**TASK PROMPT**
Could you print all the entries exactly?

**EXTRACTED INFORMATION**

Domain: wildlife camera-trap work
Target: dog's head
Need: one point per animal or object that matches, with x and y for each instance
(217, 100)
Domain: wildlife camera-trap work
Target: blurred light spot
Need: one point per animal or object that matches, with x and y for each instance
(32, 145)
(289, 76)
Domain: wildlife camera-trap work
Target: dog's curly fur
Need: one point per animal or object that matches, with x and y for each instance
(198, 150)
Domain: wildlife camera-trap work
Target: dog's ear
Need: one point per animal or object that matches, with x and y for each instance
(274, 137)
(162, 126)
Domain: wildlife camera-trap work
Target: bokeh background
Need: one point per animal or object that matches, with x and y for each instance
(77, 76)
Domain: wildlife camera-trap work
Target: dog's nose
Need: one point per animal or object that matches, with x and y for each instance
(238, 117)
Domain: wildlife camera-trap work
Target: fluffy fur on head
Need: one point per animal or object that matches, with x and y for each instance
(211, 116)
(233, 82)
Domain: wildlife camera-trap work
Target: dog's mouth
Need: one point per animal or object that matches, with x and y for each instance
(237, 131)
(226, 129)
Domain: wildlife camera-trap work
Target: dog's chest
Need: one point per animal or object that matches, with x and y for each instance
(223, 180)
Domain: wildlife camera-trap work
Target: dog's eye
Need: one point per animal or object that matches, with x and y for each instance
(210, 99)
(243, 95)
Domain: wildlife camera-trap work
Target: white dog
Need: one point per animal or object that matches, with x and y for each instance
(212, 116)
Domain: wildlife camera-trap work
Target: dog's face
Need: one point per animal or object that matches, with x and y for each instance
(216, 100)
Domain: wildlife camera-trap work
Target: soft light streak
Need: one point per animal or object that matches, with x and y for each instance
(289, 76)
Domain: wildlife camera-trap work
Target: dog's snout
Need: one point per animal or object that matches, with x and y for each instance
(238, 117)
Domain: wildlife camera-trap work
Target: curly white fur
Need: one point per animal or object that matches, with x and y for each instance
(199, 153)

**EXERCISE RESULT**
Domain: wildlife camera-trap work
Target: dog's head
Need: one point per animal or object that matches, with x and y for each instance
(217, 100)
Domain: wildlife camera-trap work
Target: blurred light spot
Need: one point per animal or object that matches, with x and y for each instance
(32, 145)
(289, 76)
Domain: wildlife camera-trap work
Target: dog's curly fur
Need: one point per animal or object that matches, with x and y for each instance
(198, 150)
Domain: wildlife camera-trap work
Target: dog's ear
Need: one point per animal or object that matches, with x and y for each instance
(274, 137)
(162, 126)
Domain: wildlife camera-trap work
Target: bokeh background
Need: one point per animal or object that matches, with x and y for each instance
(77, 76)
Domain: wildlife camera-trap work
Target: dog's nose
Need: one point per animal or object that matches, with x and y for each instance
(238, 117)
Domain: wildlife camera-trap work
Target: fluffy fur on head
Need: one point per animal or object that matches, with x and y for each instance
(211, 116)
(233, 82)
Domain: wildlife camera-trap work
Target: dog's mouth
Need: one point per animal or object that matches, with x and y for each instance
(237, 131)
(226, 129)
Domain: wildlife camera-trap work
Target: dog's chest
Need: one point per animal or object that matches, with x and y for each instance
(223, 180)
Domain: wildlife camera-trap work
Target: dog's eye
Need: one point per animal or object that matches, with x and y for each instance
(210, 99)
(243, 95)
Domain: wildlife camera-trap work
Target: white dog
Need: one point per animal or object that matches, with x and y for each instance
(212, 116)
Domain: wildlife camera-trap work
Target: dog's face
Need: one point per animal or object that matches, with x and y for each instance
(216, 100)
Domain: wildlife camera-trap work
Target: soft light streak
Need: one point per animal or object that matches, with x and y for each instance
(289, 76)
Domain: wildlife camera-trap work
Target: dog's snout
Need: one point per animal or object that matches, with x and y for each instance
(238, 117)
Domain: wildlife camera-trap work
Target: curly white fur
Need: one point per animal or object that matches, with x and y for each instance
(199, 153)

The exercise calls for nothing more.